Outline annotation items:
# # # #
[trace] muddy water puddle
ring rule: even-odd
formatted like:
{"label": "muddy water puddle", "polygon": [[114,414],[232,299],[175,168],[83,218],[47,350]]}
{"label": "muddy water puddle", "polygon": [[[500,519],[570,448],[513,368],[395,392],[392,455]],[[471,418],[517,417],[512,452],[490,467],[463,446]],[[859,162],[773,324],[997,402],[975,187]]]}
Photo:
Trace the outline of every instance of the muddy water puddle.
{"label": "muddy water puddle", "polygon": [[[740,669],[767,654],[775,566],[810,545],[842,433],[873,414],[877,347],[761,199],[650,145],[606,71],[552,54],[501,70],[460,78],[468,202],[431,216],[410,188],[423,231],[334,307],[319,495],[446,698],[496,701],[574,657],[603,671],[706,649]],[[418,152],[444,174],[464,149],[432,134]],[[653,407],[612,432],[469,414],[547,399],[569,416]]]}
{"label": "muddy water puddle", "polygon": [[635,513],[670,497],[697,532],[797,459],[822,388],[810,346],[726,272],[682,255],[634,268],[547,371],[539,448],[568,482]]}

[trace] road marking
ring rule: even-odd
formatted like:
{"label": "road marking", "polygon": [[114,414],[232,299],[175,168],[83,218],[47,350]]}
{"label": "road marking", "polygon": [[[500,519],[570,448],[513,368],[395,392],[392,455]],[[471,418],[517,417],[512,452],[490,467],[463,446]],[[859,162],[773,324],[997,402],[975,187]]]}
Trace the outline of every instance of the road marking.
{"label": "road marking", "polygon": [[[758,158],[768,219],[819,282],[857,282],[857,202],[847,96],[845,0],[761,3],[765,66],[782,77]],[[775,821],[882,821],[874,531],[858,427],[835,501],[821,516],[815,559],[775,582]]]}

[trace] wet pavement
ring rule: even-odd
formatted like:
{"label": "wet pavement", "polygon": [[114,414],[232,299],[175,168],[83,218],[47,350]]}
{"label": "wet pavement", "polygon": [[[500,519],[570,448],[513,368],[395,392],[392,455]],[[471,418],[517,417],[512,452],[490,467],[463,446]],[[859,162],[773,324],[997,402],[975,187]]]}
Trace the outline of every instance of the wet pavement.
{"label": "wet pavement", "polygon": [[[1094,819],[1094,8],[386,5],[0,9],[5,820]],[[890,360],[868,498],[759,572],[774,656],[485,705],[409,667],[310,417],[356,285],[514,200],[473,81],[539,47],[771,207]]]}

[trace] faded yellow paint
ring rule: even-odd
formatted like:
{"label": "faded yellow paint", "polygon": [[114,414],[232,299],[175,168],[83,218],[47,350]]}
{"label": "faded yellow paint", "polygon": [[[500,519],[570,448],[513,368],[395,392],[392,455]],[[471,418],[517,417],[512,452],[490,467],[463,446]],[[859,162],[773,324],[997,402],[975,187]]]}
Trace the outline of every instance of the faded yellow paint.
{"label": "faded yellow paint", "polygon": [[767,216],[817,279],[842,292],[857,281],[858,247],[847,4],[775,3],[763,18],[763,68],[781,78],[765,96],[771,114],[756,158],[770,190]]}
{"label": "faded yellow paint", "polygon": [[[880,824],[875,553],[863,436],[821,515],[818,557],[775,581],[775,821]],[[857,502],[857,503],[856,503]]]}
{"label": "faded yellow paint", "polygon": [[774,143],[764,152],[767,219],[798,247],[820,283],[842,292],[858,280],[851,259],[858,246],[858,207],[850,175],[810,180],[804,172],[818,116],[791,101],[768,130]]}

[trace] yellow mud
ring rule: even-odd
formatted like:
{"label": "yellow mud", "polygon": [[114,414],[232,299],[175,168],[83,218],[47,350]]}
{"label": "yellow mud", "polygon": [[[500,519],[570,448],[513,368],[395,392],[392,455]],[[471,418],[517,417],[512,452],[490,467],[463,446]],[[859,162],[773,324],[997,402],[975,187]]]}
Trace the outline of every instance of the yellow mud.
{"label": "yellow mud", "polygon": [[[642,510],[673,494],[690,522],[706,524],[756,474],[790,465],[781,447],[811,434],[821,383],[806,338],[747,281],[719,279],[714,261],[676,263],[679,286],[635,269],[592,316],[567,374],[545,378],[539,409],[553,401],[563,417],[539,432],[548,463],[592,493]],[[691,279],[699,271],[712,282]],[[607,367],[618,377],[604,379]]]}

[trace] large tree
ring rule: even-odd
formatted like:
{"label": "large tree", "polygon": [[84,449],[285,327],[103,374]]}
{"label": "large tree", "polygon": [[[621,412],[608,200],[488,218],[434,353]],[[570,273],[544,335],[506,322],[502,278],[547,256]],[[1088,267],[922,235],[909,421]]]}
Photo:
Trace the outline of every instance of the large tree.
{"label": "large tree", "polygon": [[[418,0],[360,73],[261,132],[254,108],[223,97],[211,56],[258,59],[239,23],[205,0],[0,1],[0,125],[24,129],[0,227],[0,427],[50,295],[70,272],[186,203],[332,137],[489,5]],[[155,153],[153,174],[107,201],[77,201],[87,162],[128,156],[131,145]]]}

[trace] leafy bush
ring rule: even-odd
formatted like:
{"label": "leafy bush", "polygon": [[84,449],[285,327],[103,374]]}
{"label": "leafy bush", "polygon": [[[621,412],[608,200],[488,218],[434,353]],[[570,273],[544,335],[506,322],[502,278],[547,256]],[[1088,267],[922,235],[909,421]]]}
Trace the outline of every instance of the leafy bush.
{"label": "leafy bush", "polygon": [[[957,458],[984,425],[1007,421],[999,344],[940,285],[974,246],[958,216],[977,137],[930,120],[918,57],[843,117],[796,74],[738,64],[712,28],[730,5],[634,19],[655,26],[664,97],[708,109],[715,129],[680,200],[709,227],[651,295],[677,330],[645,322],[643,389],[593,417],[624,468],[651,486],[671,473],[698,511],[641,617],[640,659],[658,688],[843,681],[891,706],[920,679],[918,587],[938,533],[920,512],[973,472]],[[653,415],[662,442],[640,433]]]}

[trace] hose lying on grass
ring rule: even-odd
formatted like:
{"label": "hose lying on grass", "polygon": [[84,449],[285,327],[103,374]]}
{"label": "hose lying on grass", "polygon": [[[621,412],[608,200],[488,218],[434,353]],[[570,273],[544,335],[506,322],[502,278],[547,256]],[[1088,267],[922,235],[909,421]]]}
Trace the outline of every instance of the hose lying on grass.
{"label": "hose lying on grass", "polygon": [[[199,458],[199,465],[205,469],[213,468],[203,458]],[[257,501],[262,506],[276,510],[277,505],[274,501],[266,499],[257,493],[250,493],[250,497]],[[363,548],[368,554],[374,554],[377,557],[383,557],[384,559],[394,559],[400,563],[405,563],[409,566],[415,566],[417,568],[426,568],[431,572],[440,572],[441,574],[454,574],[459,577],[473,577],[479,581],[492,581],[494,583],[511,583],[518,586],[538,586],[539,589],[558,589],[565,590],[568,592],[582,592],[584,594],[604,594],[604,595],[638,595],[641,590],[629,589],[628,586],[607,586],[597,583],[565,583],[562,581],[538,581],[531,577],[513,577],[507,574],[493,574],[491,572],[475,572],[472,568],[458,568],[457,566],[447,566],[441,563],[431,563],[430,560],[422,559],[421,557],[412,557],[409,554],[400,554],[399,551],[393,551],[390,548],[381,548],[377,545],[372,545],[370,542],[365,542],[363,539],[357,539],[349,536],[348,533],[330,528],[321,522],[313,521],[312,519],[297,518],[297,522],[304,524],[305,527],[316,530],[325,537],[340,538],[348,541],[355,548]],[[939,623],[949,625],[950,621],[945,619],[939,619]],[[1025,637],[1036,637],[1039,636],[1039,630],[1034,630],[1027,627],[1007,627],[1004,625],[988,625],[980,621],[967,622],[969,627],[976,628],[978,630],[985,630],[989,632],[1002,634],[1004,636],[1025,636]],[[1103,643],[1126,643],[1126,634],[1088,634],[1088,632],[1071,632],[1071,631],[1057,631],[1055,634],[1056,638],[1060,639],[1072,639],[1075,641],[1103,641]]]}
# # # #
* Goal of the exercise: Copy out the part of the items above that begins with the line containing "[trace] large tree" and ends with the line containing "Trace the outline of every instance of the large", reproducing every line verbatim.

* Problem solution:
[trace] large tree
ring rule: even-odd
formatted like:
{"label": "large tree", "polygon": [[84,449],[285,327],[103,374]]}
{"label": "large tree", "polygon": [[[621,412],[608,200],[488,218],[434,353]],[[570,273],[544,335],[506,322],[502,278],[547,256]],[[1088,267],[922,235],[909,421]]]}
Photo:
Trace the outline of every instance of the large tree.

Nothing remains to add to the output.